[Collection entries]
⁂
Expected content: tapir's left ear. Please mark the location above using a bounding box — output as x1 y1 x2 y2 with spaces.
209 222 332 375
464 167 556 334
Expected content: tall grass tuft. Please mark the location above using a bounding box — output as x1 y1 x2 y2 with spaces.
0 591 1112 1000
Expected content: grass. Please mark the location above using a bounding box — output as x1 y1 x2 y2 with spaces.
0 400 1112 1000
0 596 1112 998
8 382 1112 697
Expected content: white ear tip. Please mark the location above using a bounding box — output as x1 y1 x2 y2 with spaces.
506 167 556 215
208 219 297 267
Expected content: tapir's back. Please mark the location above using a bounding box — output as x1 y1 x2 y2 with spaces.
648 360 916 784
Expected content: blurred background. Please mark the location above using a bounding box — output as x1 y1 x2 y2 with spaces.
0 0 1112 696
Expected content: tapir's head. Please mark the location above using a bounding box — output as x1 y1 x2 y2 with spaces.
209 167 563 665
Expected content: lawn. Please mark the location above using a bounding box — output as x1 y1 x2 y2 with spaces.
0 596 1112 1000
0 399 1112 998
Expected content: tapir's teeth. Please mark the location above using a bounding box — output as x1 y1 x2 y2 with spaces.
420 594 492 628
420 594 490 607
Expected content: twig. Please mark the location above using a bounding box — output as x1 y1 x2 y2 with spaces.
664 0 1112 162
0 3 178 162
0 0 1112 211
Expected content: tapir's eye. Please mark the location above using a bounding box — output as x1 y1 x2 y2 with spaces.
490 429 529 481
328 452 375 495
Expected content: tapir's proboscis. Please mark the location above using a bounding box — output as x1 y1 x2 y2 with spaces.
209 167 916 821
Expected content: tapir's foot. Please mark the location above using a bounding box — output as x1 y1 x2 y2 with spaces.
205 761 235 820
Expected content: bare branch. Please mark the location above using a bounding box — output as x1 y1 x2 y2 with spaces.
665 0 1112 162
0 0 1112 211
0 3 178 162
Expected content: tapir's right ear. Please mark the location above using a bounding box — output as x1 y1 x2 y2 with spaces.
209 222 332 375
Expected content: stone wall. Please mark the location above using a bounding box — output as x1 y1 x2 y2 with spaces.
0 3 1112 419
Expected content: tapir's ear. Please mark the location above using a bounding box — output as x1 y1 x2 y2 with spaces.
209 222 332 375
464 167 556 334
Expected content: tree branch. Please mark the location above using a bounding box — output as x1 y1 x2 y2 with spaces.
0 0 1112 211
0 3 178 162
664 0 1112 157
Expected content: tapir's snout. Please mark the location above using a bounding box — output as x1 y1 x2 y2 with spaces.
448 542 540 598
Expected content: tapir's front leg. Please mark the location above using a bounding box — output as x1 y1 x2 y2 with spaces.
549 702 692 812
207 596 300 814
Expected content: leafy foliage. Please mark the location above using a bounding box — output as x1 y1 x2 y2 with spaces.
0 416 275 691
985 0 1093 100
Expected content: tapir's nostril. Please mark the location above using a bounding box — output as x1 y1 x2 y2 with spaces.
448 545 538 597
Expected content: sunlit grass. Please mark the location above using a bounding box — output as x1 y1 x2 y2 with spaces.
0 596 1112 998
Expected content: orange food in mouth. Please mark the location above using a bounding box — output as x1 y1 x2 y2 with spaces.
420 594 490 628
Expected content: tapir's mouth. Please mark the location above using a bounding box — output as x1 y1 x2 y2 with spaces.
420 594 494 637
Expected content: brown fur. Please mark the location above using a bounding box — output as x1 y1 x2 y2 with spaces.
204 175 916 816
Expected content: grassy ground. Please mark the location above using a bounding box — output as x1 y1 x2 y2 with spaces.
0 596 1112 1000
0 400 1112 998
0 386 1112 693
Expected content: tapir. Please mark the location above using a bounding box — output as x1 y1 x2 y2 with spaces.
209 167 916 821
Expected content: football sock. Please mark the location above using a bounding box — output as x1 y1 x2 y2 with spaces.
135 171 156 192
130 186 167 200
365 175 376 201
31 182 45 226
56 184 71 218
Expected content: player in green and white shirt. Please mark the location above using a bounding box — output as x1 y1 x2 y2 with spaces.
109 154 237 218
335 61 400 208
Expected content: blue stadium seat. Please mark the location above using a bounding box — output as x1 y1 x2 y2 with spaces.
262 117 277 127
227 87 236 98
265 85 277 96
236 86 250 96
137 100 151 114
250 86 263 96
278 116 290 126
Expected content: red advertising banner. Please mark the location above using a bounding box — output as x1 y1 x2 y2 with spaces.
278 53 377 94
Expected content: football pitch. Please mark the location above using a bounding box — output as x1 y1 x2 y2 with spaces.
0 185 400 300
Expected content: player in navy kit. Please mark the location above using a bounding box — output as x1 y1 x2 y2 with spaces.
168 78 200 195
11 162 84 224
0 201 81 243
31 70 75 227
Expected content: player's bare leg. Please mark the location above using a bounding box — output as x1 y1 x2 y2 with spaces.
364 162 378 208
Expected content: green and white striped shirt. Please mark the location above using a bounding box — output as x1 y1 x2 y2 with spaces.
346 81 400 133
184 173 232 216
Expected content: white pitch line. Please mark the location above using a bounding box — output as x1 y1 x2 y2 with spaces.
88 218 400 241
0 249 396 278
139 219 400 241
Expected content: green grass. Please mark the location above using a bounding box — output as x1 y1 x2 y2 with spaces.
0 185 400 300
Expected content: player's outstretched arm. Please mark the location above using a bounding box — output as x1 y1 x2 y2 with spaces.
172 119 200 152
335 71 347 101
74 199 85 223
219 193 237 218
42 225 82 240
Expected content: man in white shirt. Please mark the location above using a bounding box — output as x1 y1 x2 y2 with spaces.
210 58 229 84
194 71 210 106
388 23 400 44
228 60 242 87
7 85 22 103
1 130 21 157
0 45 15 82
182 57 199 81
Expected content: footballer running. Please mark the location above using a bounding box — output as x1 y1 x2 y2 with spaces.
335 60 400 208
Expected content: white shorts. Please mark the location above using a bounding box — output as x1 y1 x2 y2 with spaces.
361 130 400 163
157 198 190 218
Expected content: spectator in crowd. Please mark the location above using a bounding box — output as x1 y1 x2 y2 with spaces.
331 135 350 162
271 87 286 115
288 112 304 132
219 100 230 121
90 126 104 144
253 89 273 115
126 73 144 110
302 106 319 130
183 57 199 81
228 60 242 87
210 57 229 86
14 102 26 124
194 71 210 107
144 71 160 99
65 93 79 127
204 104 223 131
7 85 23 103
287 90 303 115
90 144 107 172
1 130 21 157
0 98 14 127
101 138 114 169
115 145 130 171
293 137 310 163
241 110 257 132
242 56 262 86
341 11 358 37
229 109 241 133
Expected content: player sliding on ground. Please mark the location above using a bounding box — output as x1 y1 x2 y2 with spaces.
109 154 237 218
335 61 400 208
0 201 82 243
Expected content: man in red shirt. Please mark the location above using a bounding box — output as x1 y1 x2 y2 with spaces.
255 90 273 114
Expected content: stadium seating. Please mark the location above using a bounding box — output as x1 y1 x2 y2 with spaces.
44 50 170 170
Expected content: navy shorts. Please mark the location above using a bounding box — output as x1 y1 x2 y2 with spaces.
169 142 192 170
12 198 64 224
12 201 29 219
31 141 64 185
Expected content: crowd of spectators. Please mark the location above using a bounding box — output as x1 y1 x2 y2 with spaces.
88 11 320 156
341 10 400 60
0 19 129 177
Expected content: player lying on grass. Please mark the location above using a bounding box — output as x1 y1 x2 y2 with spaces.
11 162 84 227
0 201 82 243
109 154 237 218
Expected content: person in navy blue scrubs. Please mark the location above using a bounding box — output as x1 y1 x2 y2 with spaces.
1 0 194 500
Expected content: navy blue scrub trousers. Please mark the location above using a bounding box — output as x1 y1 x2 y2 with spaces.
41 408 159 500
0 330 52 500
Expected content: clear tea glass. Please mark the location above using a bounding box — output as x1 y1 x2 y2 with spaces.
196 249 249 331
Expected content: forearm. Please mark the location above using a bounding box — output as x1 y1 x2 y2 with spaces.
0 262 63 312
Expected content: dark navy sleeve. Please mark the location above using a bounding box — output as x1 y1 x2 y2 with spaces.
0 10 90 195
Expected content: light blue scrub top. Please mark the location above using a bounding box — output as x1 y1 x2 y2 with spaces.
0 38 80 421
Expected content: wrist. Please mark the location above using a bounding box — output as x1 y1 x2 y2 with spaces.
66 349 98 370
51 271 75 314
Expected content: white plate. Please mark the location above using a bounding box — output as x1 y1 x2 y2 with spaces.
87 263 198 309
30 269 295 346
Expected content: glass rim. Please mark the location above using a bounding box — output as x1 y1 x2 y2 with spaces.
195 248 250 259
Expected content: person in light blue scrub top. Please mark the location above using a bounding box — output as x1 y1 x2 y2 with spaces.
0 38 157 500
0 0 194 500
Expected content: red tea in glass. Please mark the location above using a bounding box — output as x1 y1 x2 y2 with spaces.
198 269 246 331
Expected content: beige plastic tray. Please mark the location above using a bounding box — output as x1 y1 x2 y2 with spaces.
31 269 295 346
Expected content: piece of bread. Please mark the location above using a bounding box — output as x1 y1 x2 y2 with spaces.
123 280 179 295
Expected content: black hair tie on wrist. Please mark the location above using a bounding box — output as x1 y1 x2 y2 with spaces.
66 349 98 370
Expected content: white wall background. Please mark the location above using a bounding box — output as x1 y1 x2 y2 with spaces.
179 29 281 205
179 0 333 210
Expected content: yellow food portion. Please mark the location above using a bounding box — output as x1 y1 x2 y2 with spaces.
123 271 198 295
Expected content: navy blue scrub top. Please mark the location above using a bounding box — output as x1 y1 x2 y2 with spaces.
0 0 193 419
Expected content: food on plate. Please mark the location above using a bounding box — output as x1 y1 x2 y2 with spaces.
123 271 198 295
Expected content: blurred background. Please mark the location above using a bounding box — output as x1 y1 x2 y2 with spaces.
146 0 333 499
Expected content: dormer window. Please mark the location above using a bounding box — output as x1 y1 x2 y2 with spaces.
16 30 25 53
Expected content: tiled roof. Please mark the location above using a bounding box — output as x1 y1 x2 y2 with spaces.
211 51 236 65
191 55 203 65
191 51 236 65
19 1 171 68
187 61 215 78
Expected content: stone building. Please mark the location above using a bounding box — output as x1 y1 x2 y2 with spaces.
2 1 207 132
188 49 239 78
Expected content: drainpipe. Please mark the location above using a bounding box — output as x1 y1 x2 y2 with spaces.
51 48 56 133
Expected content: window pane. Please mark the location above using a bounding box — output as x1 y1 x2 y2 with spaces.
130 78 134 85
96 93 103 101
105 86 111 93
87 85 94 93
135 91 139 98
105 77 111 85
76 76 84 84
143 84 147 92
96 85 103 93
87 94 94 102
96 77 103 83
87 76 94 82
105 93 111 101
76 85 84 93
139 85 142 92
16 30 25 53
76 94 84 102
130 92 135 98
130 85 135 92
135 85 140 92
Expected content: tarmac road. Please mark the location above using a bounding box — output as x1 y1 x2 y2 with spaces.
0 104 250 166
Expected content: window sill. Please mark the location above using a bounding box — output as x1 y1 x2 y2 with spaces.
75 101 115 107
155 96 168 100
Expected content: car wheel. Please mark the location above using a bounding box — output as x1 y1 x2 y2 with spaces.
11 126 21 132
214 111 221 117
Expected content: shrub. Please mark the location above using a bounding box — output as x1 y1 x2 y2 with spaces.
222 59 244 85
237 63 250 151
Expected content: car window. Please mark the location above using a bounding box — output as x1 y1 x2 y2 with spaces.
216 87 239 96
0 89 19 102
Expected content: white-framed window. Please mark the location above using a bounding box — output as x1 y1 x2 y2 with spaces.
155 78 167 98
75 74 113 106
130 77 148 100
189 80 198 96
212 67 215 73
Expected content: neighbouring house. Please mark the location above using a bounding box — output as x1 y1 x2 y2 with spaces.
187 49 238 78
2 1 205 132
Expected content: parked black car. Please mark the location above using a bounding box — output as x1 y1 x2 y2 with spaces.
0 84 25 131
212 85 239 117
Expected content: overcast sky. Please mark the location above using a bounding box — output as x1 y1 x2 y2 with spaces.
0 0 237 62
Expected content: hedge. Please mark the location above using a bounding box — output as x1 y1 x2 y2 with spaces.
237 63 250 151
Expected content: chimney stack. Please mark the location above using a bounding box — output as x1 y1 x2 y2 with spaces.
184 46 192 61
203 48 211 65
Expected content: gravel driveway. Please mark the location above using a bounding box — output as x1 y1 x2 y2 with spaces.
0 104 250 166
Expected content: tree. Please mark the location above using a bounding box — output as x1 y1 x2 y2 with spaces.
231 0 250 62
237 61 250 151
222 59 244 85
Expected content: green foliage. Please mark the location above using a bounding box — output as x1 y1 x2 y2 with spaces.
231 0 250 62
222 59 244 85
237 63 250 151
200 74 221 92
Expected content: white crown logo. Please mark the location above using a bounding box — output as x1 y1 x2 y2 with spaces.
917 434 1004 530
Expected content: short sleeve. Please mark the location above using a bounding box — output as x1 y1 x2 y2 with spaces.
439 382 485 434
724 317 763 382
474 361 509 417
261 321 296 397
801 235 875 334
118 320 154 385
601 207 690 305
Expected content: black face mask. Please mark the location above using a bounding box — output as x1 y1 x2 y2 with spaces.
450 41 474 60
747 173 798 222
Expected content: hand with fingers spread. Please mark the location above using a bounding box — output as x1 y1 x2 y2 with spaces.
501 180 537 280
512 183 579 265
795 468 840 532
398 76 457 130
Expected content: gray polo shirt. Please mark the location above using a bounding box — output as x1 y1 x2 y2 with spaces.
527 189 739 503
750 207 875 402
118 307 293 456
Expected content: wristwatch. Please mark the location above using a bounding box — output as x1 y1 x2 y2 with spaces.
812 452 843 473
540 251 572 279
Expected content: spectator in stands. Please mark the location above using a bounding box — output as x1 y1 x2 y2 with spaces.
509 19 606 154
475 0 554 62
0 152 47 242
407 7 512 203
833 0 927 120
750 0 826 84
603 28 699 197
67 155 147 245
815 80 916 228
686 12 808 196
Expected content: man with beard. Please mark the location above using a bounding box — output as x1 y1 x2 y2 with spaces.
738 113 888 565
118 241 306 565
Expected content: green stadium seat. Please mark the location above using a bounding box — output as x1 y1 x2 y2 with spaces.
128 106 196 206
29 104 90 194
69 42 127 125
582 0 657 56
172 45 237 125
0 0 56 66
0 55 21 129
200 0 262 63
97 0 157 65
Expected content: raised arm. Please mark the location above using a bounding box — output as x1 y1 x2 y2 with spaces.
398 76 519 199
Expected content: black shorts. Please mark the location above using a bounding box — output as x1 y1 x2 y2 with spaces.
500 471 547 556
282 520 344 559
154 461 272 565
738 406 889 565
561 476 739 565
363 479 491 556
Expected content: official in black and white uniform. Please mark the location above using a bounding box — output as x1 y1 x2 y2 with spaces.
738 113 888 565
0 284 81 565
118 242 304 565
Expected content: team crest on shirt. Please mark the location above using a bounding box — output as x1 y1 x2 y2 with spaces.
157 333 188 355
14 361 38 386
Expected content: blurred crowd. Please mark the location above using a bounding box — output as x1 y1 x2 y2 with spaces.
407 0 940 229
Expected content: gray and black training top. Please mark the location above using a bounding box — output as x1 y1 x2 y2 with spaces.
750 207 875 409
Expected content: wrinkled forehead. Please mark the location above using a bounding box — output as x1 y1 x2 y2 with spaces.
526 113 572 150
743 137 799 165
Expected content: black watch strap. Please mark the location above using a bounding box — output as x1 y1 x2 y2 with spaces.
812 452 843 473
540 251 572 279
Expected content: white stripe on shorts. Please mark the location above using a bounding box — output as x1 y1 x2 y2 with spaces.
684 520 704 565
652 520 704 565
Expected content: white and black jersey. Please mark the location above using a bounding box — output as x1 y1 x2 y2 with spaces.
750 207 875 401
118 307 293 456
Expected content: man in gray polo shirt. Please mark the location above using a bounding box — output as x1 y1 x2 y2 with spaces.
⁂
- Directive
Which lines in the material above contain the word "shorts"? Copy out every such line in full.

- Task response
Expected content: white shorts. Please mark the location above using a bounding box — output as x1 y1 x2 y2 with spaces.
Expected content: navy shorts. Please mark the location above using a bounding box — output as x1 y1 x2 y2 with spaces.
Expected content: black shorts. Please mark the location above using a bounding box — output as x1 y1 x2 y2 with spaces.
Expected content: white stripe on shorts. Please mark the location above using a bounding box — output as x1 y1 x2 y2 with spaces.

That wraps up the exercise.